Copy the material from the line with "Phrase -- woman's face" through the end, swapping "woman's face" for "human face" and leaving everything else unchanged.
───
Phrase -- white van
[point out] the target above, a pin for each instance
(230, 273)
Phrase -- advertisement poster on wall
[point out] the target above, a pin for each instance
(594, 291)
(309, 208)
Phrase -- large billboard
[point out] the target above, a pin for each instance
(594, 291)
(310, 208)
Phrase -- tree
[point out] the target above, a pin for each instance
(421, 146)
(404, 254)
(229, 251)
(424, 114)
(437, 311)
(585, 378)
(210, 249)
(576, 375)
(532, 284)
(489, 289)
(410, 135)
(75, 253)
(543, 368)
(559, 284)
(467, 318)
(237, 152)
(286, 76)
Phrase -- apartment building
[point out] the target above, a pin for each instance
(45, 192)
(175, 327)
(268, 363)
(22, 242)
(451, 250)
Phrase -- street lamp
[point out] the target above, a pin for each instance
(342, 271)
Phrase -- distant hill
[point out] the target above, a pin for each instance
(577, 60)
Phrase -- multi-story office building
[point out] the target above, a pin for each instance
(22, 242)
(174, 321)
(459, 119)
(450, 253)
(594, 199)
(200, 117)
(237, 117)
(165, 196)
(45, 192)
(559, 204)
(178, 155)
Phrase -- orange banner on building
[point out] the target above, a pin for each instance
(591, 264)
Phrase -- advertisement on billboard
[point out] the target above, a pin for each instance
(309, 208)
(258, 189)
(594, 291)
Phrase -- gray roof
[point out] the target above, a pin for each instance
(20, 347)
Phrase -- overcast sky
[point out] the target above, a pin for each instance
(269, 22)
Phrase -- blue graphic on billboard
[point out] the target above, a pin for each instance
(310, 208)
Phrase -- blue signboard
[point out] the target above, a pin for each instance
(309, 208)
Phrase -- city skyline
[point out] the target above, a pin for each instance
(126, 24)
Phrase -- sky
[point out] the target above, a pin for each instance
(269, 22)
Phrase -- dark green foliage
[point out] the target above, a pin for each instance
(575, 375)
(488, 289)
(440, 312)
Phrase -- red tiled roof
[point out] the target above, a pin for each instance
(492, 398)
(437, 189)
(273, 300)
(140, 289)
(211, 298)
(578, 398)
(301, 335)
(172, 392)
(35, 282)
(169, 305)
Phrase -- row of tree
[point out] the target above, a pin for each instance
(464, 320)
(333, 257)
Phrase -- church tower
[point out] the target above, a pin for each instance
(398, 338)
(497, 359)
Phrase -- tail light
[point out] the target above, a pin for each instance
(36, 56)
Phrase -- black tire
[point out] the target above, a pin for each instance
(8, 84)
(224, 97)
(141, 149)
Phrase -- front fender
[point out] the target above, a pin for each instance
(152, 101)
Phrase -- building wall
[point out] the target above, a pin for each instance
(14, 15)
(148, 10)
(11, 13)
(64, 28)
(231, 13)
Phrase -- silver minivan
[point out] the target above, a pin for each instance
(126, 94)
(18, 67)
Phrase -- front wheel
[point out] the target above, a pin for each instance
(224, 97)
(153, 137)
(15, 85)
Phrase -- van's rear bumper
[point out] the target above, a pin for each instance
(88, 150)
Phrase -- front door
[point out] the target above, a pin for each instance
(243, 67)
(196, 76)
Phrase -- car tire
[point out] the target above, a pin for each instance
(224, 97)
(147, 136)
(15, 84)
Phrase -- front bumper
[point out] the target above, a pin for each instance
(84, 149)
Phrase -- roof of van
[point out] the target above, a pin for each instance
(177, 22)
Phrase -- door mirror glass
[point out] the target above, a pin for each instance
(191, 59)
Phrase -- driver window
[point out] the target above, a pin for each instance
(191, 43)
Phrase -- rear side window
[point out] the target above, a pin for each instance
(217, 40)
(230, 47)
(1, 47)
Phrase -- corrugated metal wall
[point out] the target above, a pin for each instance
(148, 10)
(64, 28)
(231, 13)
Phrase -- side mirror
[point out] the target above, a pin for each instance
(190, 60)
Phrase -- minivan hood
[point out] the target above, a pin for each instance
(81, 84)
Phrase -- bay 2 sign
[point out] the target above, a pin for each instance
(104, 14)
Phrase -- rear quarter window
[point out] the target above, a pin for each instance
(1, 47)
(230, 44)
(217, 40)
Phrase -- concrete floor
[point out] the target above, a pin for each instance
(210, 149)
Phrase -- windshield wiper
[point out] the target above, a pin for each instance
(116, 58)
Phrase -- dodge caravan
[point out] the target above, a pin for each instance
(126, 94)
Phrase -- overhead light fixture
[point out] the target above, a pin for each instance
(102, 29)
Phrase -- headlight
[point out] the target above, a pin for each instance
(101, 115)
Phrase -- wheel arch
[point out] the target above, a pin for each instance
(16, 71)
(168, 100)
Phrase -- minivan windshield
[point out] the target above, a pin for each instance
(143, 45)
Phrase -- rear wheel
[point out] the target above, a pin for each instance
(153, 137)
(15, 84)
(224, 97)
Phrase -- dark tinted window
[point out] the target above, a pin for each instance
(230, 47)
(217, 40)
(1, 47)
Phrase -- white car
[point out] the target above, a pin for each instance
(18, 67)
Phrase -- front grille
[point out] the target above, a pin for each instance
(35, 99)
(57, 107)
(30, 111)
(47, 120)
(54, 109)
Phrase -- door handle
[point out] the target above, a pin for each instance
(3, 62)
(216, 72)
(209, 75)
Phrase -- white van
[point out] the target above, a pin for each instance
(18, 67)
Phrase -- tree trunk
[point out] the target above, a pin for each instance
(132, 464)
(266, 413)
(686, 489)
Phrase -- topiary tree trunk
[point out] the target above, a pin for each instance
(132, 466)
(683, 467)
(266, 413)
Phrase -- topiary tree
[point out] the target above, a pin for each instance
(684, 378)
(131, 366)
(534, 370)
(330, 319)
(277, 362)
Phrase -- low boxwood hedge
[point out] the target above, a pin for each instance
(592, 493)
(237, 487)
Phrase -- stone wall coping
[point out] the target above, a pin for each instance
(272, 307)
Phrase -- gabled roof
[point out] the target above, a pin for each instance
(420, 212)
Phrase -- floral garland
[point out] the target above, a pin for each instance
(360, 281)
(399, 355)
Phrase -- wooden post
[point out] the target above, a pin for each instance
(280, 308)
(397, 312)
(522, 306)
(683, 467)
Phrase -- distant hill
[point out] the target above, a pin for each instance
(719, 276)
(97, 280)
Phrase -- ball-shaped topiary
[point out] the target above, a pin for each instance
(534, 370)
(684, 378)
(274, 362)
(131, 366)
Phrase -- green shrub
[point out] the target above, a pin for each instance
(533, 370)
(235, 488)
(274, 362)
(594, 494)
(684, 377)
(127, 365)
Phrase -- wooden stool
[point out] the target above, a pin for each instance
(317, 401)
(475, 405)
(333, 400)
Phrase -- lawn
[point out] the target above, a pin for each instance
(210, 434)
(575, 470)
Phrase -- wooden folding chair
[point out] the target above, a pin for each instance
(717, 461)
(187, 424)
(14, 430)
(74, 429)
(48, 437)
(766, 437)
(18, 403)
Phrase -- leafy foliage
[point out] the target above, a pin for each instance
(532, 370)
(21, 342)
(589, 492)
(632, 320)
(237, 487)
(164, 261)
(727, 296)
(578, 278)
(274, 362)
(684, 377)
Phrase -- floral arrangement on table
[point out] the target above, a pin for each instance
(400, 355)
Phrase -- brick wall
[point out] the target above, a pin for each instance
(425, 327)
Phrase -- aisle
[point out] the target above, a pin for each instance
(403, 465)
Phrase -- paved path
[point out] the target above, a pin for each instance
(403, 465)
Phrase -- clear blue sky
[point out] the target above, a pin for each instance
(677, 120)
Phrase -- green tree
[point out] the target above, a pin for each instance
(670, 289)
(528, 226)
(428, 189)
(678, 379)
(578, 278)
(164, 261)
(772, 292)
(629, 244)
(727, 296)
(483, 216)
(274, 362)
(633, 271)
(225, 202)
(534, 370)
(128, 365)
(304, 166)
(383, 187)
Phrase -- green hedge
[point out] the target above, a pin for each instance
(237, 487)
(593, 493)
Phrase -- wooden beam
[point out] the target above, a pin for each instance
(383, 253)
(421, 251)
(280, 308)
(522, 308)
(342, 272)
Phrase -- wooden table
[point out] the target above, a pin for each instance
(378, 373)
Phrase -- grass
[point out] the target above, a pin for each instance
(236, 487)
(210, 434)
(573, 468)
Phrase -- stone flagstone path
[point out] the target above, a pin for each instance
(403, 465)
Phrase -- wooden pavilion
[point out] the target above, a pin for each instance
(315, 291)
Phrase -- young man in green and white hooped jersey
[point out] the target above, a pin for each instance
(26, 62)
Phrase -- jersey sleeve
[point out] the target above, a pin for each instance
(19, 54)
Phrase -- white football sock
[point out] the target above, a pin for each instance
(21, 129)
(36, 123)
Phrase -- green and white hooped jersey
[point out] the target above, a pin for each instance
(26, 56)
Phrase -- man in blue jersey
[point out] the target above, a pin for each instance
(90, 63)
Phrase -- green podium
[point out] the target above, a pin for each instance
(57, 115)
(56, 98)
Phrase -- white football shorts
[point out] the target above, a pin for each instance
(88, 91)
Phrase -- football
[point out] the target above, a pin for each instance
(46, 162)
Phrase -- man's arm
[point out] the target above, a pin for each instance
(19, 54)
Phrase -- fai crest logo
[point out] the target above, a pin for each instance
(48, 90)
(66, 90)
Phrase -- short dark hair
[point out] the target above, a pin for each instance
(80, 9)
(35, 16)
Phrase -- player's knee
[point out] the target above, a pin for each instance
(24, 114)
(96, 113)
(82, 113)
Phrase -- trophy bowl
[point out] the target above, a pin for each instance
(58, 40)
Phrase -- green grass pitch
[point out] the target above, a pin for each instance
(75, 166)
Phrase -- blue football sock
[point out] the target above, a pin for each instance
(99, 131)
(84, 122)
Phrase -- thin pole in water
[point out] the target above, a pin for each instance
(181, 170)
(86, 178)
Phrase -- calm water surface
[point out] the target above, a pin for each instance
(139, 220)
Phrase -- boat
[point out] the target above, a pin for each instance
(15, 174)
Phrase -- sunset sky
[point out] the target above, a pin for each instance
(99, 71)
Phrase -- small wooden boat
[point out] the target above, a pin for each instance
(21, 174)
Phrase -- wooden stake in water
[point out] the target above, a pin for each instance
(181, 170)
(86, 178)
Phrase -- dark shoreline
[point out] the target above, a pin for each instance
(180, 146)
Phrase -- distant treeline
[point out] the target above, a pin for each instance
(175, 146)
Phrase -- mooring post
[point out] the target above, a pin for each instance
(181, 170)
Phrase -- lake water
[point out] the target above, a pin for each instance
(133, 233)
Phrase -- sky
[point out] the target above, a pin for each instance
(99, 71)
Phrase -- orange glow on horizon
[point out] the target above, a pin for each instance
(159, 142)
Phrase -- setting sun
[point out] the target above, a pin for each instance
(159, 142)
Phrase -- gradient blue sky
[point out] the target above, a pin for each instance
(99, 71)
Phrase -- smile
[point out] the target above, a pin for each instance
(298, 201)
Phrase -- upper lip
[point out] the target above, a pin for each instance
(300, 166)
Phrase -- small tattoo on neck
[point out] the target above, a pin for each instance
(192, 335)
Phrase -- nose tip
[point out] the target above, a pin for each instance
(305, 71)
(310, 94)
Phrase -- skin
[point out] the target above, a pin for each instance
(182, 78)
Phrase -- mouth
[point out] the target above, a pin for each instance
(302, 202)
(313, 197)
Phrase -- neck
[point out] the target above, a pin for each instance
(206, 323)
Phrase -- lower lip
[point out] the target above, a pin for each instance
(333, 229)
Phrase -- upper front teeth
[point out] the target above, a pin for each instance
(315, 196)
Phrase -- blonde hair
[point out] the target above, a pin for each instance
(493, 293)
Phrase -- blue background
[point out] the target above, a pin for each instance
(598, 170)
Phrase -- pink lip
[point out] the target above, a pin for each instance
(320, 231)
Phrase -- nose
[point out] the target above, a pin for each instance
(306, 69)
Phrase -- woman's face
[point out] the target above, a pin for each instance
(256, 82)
───
- _Task answer_:
Phrase -- human face
[point out] the target above, a pin for each instance
(256, 82)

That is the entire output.